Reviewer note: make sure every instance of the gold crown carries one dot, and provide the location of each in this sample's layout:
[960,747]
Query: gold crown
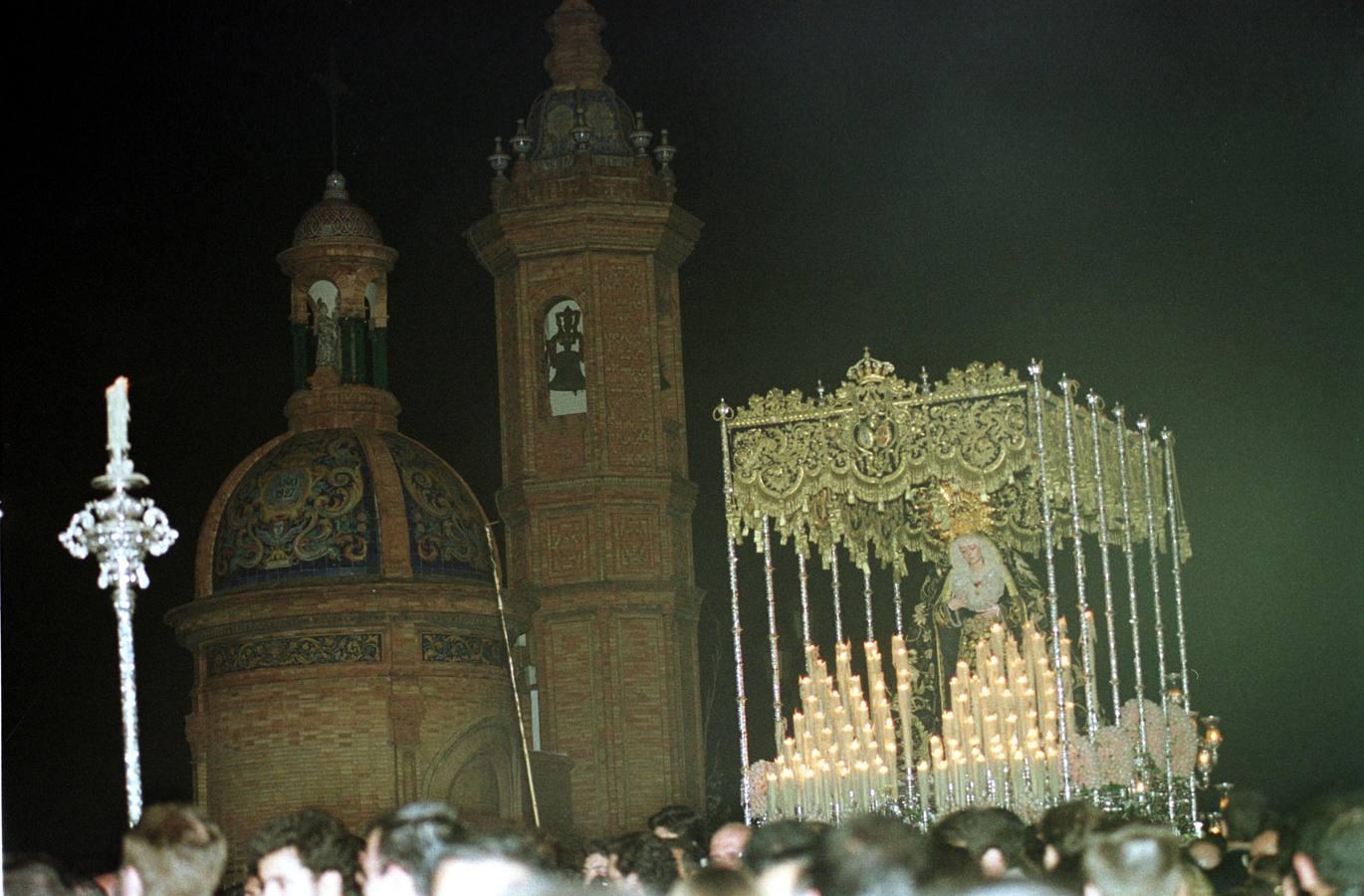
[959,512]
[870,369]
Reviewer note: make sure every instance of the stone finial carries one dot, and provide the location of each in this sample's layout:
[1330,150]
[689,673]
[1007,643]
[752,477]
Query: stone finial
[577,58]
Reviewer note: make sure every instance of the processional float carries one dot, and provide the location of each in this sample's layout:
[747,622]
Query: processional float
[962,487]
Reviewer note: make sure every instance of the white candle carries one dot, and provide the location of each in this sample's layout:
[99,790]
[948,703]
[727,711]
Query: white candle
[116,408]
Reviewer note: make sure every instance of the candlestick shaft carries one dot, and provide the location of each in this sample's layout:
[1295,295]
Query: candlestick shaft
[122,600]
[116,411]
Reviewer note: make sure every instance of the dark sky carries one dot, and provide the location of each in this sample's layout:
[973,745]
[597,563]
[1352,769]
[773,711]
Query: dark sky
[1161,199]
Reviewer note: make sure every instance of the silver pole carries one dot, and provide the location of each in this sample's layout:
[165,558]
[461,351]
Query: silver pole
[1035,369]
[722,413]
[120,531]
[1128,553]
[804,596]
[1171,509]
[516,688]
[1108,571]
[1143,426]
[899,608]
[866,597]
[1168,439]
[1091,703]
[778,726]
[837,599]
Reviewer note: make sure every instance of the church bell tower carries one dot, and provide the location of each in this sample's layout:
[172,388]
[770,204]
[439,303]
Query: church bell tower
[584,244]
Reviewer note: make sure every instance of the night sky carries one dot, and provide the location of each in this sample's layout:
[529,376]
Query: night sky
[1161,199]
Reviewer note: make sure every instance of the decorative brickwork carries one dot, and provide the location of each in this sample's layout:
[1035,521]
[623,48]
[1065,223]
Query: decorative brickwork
§
# DESCRIPTION OF THE TASK
State how many lines above contain the string "brickwork", with no other words.

# YOUR RESPONSE
2